• [ACTIVITY]: Repeat each entry word for word.

[Entries taken from a collection]
+--

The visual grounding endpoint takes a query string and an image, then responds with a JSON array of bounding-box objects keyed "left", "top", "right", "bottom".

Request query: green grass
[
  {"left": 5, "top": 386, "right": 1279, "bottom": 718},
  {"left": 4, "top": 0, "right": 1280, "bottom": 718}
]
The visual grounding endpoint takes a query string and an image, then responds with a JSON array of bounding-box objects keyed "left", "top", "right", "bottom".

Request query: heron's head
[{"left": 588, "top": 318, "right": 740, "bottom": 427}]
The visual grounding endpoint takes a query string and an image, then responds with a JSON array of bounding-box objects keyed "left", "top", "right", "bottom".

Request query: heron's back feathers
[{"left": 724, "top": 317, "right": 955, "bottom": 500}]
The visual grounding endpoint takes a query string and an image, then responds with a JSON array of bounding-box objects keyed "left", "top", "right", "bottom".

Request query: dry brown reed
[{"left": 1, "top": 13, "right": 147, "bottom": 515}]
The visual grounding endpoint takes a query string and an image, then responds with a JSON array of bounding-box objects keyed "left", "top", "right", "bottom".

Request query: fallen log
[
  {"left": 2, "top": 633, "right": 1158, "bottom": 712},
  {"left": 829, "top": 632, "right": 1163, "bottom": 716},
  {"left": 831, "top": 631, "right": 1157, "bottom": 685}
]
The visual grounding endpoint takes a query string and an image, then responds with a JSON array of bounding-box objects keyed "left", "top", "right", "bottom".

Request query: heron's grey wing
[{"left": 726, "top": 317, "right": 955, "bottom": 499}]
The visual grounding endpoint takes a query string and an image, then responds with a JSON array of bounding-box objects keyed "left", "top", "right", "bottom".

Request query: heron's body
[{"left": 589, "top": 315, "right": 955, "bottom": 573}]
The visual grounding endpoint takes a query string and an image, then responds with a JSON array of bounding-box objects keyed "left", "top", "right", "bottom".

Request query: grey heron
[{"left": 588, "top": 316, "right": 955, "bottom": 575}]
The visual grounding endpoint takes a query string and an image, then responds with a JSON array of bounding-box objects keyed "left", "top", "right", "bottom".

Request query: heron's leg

+--

• [FINISHED EXERCISE]:
The visual grounding endpoint takes a query string and an image, then responds with a JSON array of bounding-box objects keyed "left", "top", "right", "bottom".

Request query: green grass
[
  {"left": 5, "top": 386, "right": 1279, "bottom": 718},
  {"left": 4, "top": 0, "right": 1280, "bottom": 718}
]
The visual grounding endpoint takes a query string and an image, then responds with a JSON array of bounding-box objects keyed "left", "top", "right", "bottom".

Request query: heron's head
[{"left": 588, "top": 318, "right": 740, "bottom": 427}]
The visual grounding endpoint takes a query string and an image, then responds with a JSON array of bounding-box objects keyed "left", "top", "right", "bottom".

Request query: heron's back feathers
[{"left": 724, "top": 317, "right": 955, "bottom": 500}]
The visual grounding endpoint takes a query string and an image, then responds with a JSON array of bounding-box objects keyed "left", "top", "right", "bottom".

Request query: dry brown reed
[{"left": 1, "top": 13, "right": 147, "bottom": 515}]
The visual grounding endpoint takes a query string and an image, then responds with a JSON array of bounding-box objects keyed "left", "top", "right", "bottom".

Request query: fallen log
[
  {"left": 2, "top": 633, "right": 1158, "bottom": 712},
  {"left": 829, "top": 632, "right": 1163, "bottom": 716},
  {"left": 831, "top": 631, "right": 1157, "bottom": 685}
]
The visual grounding endpoint takes a query string and an image, then responds with a JSON array of bounding-box objects keyed "left", "top", "right", "bottom".

Request query: heron's grey wing
[{"left": 726, "top": 317, "right": 955, "bottom": 499}]
The visual grounding endpoint takes a query string and an image, then responds with a JSON array of bounding-box objects keyed "left", "top", "right", "bottom".

Request query: heron's body
[{"left": 589, "top": 315, "right": 955, "bottom": 573}]
The visual grounding endpoint takes a query string and an image, then responds with a JSON array of bounding-box objects keyed "left", "top", "right", "bottom".

Request query: grey heron
[{"left": 588, "top": 316, "right": 955, "bottom": 575}]
The visual grounding endpoint takes a query string and an image, then responds with a JSON array of bounding-box objects keyed "left", "top", "right", "bottom".

Request query: heron's leg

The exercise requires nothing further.